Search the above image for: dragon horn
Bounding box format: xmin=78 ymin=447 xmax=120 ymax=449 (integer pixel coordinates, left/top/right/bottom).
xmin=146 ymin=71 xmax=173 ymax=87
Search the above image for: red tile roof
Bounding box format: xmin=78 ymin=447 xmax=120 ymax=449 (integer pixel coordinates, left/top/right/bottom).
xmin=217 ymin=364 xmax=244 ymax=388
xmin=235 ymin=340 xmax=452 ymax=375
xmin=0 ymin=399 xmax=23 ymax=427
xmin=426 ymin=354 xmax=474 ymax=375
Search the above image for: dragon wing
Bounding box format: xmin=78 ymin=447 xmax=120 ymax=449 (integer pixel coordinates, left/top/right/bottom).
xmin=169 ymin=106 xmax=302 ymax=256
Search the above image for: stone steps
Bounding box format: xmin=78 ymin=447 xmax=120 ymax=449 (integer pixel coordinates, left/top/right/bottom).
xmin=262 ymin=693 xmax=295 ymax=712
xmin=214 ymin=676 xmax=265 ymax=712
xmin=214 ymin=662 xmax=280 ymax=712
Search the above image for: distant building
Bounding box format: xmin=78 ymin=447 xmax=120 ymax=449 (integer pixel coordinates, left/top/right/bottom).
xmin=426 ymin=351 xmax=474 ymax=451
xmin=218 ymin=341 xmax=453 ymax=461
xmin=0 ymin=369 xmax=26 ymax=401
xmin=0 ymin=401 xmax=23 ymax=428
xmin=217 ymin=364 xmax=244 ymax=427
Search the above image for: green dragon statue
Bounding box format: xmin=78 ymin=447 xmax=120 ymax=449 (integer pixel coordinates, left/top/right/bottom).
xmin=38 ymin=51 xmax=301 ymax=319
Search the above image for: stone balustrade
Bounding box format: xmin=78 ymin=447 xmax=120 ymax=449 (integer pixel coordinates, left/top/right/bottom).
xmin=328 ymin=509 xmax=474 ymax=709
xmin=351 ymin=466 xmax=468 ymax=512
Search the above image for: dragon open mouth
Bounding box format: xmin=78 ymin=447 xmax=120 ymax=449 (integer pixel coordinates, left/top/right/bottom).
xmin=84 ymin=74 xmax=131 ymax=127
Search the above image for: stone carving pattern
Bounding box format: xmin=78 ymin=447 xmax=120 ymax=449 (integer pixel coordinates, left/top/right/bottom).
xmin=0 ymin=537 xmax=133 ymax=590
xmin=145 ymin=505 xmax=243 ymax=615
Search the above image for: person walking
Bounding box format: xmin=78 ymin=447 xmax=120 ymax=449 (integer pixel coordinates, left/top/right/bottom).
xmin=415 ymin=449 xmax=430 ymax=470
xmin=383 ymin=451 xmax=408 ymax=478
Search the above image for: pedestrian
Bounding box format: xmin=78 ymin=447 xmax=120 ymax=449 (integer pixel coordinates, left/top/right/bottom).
■ ■ ■
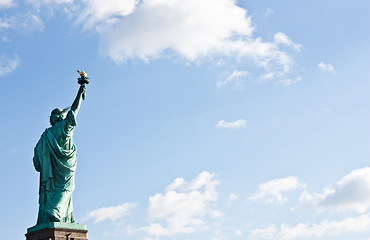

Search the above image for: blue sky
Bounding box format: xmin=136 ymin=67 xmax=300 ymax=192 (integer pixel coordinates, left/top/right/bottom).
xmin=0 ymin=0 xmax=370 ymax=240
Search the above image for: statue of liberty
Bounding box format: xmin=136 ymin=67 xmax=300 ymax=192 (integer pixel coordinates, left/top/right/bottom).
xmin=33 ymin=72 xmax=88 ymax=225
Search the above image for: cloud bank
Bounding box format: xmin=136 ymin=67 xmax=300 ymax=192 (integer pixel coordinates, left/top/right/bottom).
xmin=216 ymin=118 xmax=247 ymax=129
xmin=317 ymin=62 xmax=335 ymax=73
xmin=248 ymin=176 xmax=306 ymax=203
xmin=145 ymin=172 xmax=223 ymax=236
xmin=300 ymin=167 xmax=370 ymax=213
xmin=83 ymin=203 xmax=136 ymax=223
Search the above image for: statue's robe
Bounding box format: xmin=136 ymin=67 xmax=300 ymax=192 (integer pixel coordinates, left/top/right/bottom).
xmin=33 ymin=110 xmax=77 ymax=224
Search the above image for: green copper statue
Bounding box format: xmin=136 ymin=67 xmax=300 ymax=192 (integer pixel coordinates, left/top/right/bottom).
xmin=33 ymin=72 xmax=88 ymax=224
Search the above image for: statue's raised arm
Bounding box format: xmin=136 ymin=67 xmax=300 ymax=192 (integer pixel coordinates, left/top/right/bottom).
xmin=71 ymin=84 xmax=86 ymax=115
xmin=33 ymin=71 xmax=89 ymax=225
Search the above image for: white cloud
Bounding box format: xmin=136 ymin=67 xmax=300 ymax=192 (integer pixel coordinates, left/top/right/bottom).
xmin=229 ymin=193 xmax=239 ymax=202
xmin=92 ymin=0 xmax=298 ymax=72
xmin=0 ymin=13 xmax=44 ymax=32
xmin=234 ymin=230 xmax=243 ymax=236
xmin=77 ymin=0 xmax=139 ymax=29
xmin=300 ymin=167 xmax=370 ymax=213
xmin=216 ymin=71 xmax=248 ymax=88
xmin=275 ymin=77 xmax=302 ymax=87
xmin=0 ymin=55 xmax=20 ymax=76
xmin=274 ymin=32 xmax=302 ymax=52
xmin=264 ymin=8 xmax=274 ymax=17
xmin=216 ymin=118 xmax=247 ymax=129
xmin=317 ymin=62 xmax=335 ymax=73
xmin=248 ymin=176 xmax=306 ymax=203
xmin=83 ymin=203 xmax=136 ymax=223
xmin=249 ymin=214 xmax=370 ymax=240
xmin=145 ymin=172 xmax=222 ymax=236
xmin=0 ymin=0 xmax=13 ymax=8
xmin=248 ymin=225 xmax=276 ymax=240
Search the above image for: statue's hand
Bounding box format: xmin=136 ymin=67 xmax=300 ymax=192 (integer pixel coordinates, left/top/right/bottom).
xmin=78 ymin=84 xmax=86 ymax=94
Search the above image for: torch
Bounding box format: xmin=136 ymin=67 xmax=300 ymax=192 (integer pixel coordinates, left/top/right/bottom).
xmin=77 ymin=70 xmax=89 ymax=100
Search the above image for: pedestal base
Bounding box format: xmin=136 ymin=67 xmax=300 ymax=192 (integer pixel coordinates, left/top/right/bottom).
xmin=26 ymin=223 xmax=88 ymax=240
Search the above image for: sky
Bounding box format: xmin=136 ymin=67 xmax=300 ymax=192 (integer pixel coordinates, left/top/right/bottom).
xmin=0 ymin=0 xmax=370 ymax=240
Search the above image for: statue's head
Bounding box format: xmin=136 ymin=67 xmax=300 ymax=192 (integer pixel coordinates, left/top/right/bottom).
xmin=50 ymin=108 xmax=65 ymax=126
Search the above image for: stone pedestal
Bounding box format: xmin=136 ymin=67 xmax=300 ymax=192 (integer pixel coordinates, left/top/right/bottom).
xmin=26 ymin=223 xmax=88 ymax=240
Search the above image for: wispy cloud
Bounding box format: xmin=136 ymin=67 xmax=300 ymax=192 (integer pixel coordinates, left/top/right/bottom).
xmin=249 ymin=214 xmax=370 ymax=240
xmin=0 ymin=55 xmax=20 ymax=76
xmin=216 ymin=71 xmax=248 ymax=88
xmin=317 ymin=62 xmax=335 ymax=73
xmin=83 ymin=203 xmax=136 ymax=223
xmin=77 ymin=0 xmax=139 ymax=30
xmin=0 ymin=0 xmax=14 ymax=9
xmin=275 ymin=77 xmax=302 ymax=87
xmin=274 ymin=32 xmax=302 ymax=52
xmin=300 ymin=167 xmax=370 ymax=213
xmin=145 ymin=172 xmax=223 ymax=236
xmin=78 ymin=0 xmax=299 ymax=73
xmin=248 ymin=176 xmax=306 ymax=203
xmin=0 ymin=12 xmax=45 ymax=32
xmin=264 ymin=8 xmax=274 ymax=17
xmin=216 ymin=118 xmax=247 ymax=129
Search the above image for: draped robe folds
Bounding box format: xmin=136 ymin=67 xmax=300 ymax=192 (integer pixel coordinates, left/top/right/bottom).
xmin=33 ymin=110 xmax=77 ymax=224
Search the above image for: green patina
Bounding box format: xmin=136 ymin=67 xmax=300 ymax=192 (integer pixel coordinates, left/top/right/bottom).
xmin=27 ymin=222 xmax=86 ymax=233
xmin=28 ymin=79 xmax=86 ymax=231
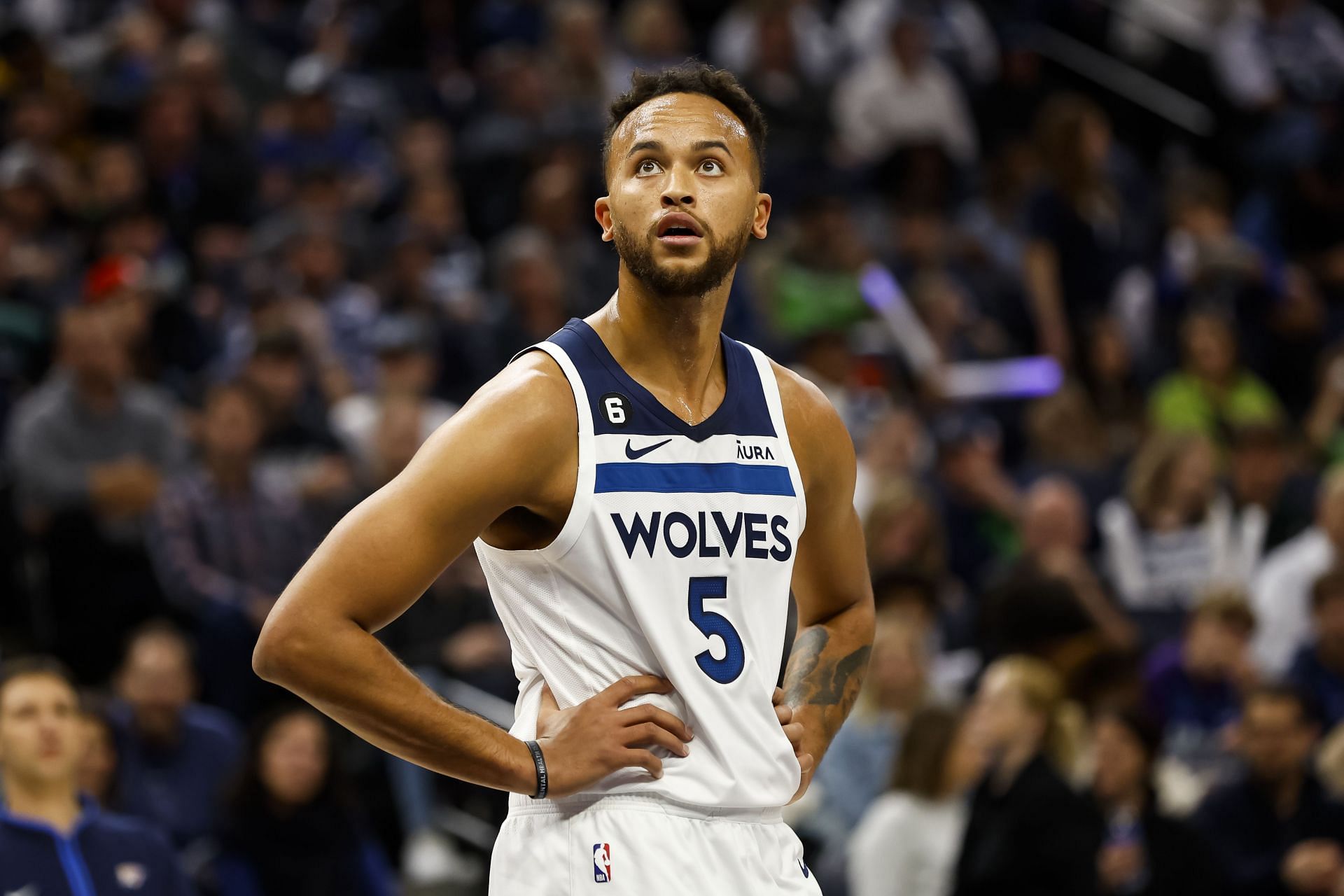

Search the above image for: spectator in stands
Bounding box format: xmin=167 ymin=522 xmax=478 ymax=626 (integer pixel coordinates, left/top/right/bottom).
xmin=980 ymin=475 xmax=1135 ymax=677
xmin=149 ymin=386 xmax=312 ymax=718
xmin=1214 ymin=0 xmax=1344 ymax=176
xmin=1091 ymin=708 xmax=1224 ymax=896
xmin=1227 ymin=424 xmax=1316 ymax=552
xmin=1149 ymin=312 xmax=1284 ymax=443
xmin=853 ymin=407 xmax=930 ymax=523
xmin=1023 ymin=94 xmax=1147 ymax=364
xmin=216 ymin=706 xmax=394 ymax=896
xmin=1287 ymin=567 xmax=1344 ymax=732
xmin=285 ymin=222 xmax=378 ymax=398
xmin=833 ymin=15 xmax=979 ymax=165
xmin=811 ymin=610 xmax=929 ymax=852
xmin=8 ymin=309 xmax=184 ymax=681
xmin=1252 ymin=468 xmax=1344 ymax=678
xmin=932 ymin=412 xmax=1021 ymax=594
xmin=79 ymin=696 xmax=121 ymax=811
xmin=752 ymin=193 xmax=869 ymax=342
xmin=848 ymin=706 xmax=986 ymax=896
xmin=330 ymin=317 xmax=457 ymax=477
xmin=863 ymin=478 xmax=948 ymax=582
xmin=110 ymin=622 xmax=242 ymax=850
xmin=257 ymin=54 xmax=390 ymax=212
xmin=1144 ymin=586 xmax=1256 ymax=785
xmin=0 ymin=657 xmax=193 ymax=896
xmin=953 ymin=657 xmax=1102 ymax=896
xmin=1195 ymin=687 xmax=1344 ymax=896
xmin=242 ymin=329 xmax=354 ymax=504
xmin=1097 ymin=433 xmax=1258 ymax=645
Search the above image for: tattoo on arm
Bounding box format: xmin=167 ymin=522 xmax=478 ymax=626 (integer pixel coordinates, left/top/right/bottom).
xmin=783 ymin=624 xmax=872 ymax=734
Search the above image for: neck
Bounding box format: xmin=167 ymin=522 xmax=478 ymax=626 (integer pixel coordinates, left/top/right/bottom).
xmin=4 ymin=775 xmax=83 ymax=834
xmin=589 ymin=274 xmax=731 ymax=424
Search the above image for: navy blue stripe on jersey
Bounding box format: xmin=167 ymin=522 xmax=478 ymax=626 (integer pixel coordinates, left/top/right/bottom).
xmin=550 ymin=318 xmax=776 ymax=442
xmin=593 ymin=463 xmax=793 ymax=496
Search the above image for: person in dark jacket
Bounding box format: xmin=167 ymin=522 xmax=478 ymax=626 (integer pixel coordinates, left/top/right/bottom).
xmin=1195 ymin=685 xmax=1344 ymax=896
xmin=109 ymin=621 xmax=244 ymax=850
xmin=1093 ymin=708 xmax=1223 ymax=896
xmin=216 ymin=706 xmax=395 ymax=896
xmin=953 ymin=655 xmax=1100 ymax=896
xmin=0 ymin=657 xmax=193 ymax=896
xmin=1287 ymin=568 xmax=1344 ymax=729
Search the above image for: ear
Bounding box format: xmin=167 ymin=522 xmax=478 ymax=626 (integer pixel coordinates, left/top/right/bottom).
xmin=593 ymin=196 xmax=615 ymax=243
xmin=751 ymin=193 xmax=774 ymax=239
■ ■ ■
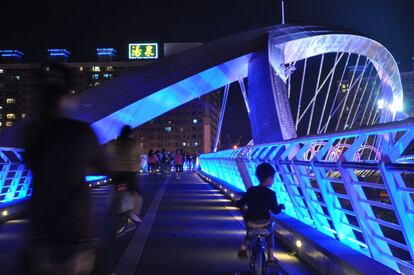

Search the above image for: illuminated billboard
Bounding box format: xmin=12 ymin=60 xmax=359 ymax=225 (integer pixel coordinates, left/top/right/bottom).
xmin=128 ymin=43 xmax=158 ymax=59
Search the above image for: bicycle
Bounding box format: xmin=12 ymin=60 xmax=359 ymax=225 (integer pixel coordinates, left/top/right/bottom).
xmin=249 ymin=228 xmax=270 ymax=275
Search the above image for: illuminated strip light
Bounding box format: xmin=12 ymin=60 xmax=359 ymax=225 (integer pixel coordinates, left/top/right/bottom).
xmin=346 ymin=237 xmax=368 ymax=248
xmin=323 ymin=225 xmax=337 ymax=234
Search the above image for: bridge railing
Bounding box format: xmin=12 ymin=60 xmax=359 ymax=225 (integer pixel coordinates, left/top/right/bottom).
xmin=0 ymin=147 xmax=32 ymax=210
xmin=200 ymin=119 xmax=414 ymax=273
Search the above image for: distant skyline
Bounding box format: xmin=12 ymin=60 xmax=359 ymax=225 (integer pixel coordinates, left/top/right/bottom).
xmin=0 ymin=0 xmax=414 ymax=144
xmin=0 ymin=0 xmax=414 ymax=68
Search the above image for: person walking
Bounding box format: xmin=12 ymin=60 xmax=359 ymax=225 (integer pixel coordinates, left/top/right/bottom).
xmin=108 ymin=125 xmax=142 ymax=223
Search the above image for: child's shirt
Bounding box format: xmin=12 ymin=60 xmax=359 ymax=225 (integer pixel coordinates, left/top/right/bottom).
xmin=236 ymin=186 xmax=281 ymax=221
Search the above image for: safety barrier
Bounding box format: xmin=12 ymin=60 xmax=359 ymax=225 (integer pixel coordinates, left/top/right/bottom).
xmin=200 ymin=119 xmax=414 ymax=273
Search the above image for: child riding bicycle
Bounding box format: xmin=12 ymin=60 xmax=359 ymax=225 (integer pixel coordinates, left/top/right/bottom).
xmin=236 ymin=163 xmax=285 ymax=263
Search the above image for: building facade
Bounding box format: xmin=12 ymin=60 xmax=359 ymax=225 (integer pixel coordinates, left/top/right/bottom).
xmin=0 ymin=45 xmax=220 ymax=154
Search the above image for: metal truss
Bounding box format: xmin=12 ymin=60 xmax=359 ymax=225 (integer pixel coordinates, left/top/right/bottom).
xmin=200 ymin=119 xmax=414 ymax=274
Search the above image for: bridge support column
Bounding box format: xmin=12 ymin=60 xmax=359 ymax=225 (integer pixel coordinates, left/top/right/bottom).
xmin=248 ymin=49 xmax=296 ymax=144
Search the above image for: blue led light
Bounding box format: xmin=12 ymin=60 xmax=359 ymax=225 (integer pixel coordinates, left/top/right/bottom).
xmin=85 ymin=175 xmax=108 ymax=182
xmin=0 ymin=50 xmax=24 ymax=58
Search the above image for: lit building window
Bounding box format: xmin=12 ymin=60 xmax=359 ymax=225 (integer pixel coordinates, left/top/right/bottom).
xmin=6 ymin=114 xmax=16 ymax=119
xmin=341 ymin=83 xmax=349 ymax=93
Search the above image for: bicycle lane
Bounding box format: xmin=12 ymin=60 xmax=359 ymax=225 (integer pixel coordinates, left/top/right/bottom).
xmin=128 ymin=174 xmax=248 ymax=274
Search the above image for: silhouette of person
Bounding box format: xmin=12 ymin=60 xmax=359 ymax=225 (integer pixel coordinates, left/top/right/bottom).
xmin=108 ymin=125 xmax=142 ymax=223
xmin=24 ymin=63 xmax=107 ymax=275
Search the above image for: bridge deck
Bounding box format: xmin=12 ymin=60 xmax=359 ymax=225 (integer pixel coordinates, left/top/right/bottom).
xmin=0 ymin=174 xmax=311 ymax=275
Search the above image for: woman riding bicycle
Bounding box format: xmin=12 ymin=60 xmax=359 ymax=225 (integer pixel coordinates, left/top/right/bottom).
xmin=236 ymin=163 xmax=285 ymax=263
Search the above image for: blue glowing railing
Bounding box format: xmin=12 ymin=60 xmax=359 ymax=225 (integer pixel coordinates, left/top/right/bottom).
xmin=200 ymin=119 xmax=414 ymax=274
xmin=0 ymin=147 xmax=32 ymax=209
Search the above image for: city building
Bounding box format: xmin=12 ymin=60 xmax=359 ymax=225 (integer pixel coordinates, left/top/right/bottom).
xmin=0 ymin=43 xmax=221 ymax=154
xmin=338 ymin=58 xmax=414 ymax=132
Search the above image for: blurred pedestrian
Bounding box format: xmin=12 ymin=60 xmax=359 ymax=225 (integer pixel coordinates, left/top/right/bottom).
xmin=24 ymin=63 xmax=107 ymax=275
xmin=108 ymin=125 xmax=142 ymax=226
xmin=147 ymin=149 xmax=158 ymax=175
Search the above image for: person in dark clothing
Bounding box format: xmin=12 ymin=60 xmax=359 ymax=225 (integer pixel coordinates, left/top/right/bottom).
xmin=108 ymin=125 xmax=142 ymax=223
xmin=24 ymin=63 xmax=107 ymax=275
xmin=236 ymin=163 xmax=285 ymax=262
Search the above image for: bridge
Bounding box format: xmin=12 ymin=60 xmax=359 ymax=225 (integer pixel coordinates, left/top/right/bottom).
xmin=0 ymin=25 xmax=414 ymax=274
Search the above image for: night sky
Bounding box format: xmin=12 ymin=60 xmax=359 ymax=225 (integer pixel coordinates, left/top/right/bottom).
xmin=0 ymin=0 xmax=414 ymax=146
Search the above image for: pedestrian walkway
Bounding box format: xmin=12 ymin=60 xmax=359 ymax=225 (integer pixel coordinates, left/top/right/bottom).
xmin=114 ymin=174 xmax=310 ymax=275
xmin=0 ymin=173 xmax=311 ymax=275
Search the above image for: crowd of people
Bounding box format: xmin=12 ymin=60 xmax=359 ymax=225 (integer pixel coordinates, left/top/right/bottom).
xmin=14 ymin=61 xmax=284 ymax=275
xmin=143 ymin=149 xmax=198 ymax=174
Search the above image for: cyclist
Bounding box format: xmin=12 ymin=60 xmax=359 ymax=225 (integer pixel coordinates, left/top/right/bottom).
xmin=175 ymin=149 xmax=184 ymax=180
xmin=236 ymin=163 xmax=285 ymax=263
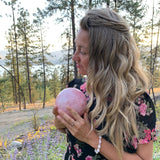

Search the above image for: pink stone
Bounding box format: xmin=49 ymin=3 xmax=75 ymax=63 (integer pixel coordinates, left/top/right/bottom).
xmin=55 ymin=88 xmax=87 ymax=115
■ ■ ■
- _Written problem_
Please reproduce the listing word for word, starting at the line that contains "Search the above image for: illuminated strip" and ending at the line that contains "xmin=248 ymin=49 xmax=296 ymax=144", with both of those lines included.

- _Solution to the problem_
Search the above image for: illuminated strip light
Bounding box format: xmin=12 ymin=60 xmax=359 ymax=225 (integer pixel coordinates, left/top/right/bottom).
xmin=346 ymin=237 xmax=368 ymax=248
xmin=323 ymin=225 xmax=337 ymax=234
Search the above image for: bridge railing
Bounding box format: xmin=12 ymin=60 xmax=359 ymax=225 (integer pixel coordinates, left/top/right/bottom).
xmin=0 ymin=147 xmax=32 ymax=210
xmin=200 ymin=119 xmax=414 ymax=273
Search the above image for: distant skyline
Bounding box format: xmin=12 ymin=60 xmax=359 ymax=225 (integer pixel coordinates, left/top/right/bottom).
xmin=0 ymin=0 xmax=414 ymax=144
xmin=0 ymin=0 xmax=414 ymax=68
Search the above image for: person walking
Bounding box format: xmin=12 ymin=60 xmax=359 ymax=225 (integer pixel coordinates, left/top/right/bottom).
xmin=108 ymin=125 xmax=142 ymax=223
Search the above image for: child's shirt
Bounding box format: xmin=12 ymin=60 xmax=359 ymax=225 (integer pixel coordinates, left/top/right/bottom).
xmin=236 ymin=186 xmax=281 ymax=221
Search the above image for: safety barrier
Bounding box format: xmin=12 ymin=60 xmax=359 ymax=225 (integer pixel coordinates, left/top/right/bottom).
xmin=200 ymin=119 xmax=414 ymax=273
Search the above image for: child riding bicycle
Bounding box format: xmin=12 ymin=60 xmax=359 ymax=225 (integer pixel coordinates, left/top/right/bottom).
xmin=236 ymin=163 xmax=285 ymax=263
Search the above image for: building facade
Bounding box format: xmin=12 ymin=60 xmax=359 ymax=225 (integer pixel coordinates, left/top/right/bottom).
xmin=0 ymin=45 xmax=220 ymax=154
Search the above image for: metal truss
Bounding box format: xmin=12 ymin=60 xmax=359 ymax=225 (integer pixel coordinates, left/top/right/bottom).
xmin=200 ymin=119 xmax=414 ymax=274
Search the above image for: bridge support column
Bounding box format: xmin=12 ymin=60 xmax=359 ymax=225 (integer pixel coordinates, left/top/right/bottom).
xmin=248 ymin=49 xmax=296 ymax=144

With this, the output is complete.